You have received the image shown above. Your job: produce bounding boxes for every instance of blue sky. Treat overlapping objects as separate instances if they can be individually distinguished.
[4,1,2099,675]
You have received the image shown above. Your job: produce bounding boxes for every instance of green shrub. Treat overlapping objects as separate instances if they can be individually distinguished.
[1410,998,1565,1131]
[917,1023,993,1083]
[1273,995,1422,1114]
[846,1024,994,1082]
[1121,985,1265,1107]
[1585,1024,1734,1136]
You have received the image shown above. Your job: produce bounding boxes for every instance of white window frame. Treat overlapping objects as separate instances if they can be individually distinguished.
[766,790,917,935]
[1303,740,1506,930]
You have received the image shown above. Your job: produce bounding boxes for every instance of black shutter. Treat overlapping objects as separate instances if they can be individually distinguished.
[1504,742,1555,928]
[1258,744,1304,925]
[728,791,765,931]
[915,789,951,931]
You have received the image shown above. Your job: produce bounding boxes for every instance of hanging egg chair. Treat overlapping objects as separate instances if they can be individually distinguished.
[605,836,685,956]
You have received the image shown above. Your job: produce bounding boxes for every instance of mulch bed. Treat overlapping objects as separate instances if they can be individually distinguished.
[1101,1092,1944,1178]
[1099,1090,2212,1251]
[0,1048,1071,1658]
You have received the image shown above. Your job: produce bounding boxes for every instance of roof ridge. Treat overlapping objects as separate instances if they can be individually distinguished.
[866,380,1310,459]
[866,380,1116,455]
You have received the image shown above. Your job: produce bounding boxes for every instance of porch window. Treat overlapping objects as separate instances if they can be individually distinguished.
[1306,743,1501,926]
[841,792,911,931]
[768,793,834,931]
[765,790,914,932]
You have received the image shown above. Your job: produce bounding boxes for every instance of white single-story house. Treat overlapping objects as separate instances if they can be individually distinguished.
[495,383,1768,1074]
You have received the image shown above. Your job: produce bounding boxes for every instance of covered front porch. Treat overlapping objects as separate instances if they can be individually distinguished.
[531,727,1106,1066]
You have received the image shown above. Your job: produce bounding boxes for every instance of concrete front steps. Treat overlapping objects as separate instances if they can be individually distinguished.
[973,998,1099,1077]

## Prompt
Write out exactly the final stretch of the listing above, beginning at the line that contains "of white single-story" and ending at its last line, with nothing added.

## Output
You have received the image shown above. Your job: produce bounding boxes for every instance of white single-story house. Treat overlapping objects as separate instances if they can be individually distinguished.
[495,383,1768,1074]
You have received the image shown above. Your job: produce bounding boxes for every instance of covered front porch. Treat overlapping objects as separate instances if they can be individually distinguished.
[531,727,1106,1066]
You have received the image shown above. Your job: produce bounding boxes for every instance of concrete front steps. Treat overlapping objects as separate instances if they can be individually distinguished.
[973,998,1099,1077]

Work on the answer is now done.